_WHAT TO PRODUCE_
Reproduce the listing below, changing every "one marker" to "one point" and leaving everything else as it is.

_Pointing and labeling entries_

>> Begin

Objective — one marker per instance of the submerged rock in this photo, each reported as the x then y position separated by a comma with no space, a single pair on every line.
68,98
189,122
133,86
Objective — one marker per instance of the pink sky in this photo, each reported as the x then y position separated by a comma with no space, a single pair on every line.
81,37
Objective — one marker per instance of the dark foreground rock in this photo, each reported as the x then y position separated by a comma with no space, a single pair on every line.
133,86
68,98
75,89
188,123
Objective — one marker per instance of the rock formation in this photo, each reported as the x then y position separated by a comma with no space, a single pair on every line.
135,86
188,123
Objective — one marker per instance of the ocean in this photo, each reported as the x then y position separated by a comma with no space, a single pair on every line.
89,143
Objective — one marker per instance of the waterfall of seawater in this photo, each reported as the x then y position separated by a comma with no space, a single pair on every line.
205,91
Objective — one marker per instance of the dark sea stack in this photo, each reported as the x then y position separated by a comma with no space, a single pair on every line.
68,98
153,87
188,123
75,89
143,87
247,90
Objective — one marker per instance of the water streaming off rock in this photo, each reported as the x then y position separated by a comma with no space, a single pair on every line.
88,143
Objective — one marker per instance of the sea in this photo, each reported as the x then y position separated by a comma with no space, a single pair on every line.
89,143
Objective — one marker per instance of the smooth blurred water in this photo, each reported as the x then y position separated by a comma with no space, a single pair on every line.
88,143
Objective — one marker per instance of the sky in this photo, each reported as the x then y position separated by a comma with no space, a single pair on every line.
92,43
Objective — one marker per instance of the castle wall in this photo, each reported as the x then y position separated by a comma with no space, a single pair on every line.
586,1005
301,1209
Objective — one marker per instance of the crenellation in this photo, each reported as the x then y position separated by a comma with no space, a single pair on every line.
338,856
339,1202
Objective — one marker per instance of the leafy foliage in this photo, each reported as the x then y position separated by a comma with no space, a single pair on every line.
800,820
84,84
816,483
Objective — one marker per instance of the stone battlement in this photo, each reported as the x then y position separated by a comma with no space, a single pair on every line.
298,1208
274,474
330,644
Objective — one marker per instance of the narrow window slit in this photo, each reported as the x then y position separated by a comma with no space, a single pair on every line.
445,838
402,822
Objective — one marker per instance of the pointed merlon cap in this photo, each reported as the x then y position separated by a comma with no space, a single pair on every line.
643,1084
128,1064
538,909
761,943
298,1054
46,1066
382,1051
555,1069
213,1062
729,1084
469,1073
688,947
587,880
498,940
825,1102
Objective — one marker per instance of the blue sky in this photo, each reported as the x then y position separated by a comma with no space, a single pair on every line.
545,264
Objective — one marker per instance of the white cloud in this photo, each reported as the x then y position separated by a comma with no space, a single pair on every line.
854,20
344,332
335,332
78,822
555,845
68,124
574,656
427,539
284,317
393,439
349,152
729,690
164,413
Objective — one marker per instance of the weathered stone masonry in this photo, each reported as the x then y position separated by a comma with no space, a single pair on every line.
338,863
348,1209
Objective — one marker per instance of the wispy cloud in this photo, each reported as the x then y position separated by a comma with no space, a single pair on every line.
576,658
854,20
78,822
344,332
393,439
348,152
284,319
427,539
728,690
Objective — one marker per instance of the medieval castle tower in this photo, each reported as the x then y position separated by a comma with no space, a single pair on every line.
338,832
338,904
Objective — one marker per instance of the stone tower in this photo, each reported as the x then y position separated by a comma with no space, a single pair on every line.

>> End

_RESULT_
Objective — one point per instance of the submerged rock in this photo, each reported as the x then y position separated by a comma with no space, a single pair on every line.
68,98
189,122
133,86
Objective — one point per instance of the pink sky in this photo, each reported as the x then y position separated by a comma with no space, a single pair on every line.
81,37
Objective — one point per instance of the dark foreground rock in this photo, each reported as the x then y position separated by a comma with no space, a single pair on every line.
133,86
68,98
75,89
188,123
Objective — one point per instance of the rock formation in this photo, each reported as the x then y position separated by a comma with no space, a single pair on every line.
135,86
188,123
Objective — one point per instance of the ocean in this photo, each reported as the x then y position separated by a comma with no space, a single pair on every line.
89,143
Objective — one point per instance of the waterfall of seawater in this photo, each reported as the x then y position separated by a comma with no space, a single pair on every line.
205,91
Objective — one point per instance of the dark sea stack in this photo, each reported as the x then y position separated by a comma with no space, a single pair on every line.
68,98
153,87
188,123
75,89
143,87
247,90
Objective — one point per instance of the water streaming off rock in this photo, each reported as the x then y position separated by a comma with no space, a single pair on every line.
88,143
Objective — one point per instance of the sea in this photo, each reported as the x then y position separated by a comma with no space, a single pair on every line.
89,143
Objective — one point per instance of the smooth blurred water in this photo, each reported as the x then y position separated by a comma with no space, a single pair on every line.
88,143
Objective — one point per instance of the sky in this photo, each reported as the x then y position separated by a comma with no space, a single pair on every line.
92,43
Objective — one point per instance of the castle wall in this photo, each reported as the x then y position separated by a comma with no space, a single pair on every line.
586,1005
301,1209
Objective — one point per instance of the crenellation in this photo, each reported as the x then y position separated by a comma with no space, a single pair on every line.
338,856
339,1202
Objective — one point per instance of the leafy foliage in this photo, each reported as the x then y position separated by a comma with no space, a single pair on every line.
800,820
84,84
816,483
Objective — one point per instance of the stone battlement in this photo, each reported as the x then y position separated by a comma with no space, a single pair on every line.
298,1208
274,474
330,644
Objective — one point per instance of the narrow window slit in this photo, each reported as the x then y position separated by a comma with no space, a single pair on every line.
445,838
402,822
Objective — one point per instance of the pointed merlon cap in this photo, each reported as the x then y position separated by a comma with no space, a single pair on every line.
643,1084
128,1064
538,909
761,943
298,1054
46,1066
382,1051
555,1069
213,1062
729,1084
469,1073
688,947
587,880
498,940
825,1102
Objective — one point per instance of the blue sky in this photo, each reported as the x then y position separated by a comma with no space, a single pair on every line.
545,264
Objective — one point per instance of the white cloud in this photo, each reported as the x then y position separated by a comma with no space, a single pair on every line.
854,20
344,332
335,332
78,822
555,845
68,124
574,656
427,539
284,317
393,439
349,152
729,690
164,413
Objective — one point per instance of the weathered stone masonry in this photo, each reported as the x then y position separated by a comma with no space, a single pair on every line.
338,863
348,1209
Objective — one point per instance of the wispy cloud in this photo, each reported as the x then y position separated by a comma with no space, a single pair on every line.
576,658
854,20
78,822
344,332
393,439
348,152
284,319
427,539
728,690
Objective — one point per instance of the medieval castle tower in this photo, each reported as the x then y position separated by a comma with no space, a single pair on every line.
338,832
338,904
Objective — one point per instance of the stone tower in this photo, each reported as the x then y position separated by a comma with no space, a single pair on every line.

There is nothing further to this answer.